**Task to carry out**
Reproduce the data below verbatim, leaving out the pictures.

**Dataset rows showing where objects appear**
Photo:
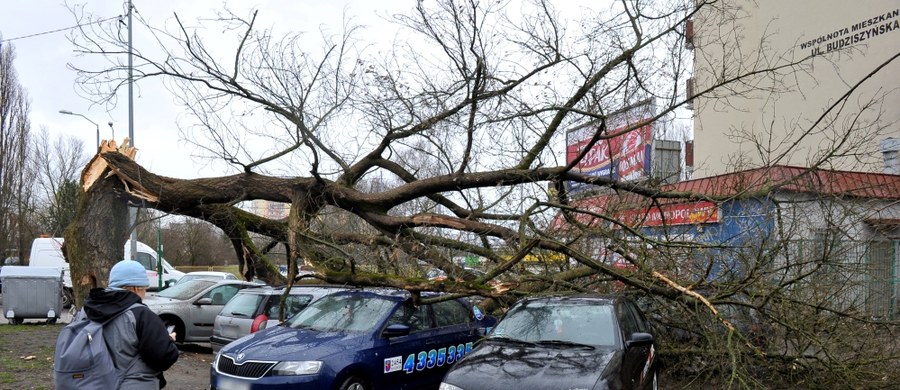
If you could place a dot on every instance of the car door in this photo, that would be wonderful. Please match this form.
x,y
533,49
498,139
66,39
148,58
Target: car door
x,y
407,359
453,337
634,357
646,363
204,315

**Written response**
Photo:
If you could place a dot on every instance of the car door in this photo, that would be wonderful. Please match this form.
x,y
533,49
498,139
66,39
148,58
Target: car door
x,y
407,359
453,337
634,357
646,363
204,315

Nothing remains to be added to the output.